Task >> Write these lines out again, substituting "format" for every "template" and leaving everything else unchanged.

Available records >>

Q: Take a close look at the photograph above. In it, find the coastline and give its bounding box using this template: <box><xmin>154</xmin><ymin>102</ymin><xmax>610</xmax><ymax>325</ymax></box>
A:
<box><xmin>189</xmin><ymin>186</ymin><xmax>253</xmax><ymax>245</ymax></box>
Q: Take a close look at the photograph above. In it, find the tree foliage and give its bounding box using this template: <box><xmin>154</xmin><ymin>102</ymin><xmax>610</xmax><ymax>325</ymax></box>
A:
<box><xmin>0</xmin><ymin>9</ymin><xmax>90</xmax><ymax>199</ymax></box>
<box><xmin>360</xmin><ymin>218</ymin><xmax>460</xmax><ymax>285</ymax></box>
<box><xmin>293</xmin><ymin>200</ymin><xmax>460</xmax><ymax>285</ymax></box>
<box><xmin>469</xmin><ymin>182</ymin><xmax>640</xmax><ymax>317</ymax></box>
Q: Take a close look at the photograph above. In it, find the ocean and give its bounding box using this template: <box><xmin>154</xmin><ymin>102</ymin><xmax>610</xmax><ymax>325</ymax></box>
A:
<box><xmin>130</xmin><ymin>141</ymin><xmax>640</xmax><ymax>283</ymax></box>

Full solution >>
Q: Take a close look at the photograph above. In it, find the coastline and give its bounding box using this format: <box><xmin>154</xmin><ymin>102</ymin><xmax>610</xmax><ymax>325</ymax></box>
A:
<box><xmin>189</xmin><ymin>186</ymin><xmax>253</xmax><ymax>245</ymax></box>
Q: Take a close look at the photograph above. In it, find the tree foliage and give its bounding box using this format: <box><xmin>154</xmin><ymin>102</ymin><xmax>610</xmax><ymax>325</ymax></box>
A:
<box><xmin>0</xmin><ymin>9</ymin><xmax>90</xmax><ymax>199</ymax></box>
<box><xmin>360</xmin><ymin>218</ymin><xmax>460</xmax><ymax>285</ymax></box>
<box><xmin>293</xmin><ymin>200</ymin><xmax>460</xmax><ymax>285</ymax></box>
<box><xmin>469</xmin><ymin>182</ymin><xmax>640</xmax><ymax>317</ymax></box>
Q: Take a close look at the photograph above. In it, find the ocean and give its bounding box using this format: <box><xmin>154</xmin><ymin>102</ymin><xmax>610</xmax><ymax>325</ymax></box>
A:
<box><xmin>130</xmin><ymin>141</ymin><xmax>640</xmax><ymax>283</ymax></box>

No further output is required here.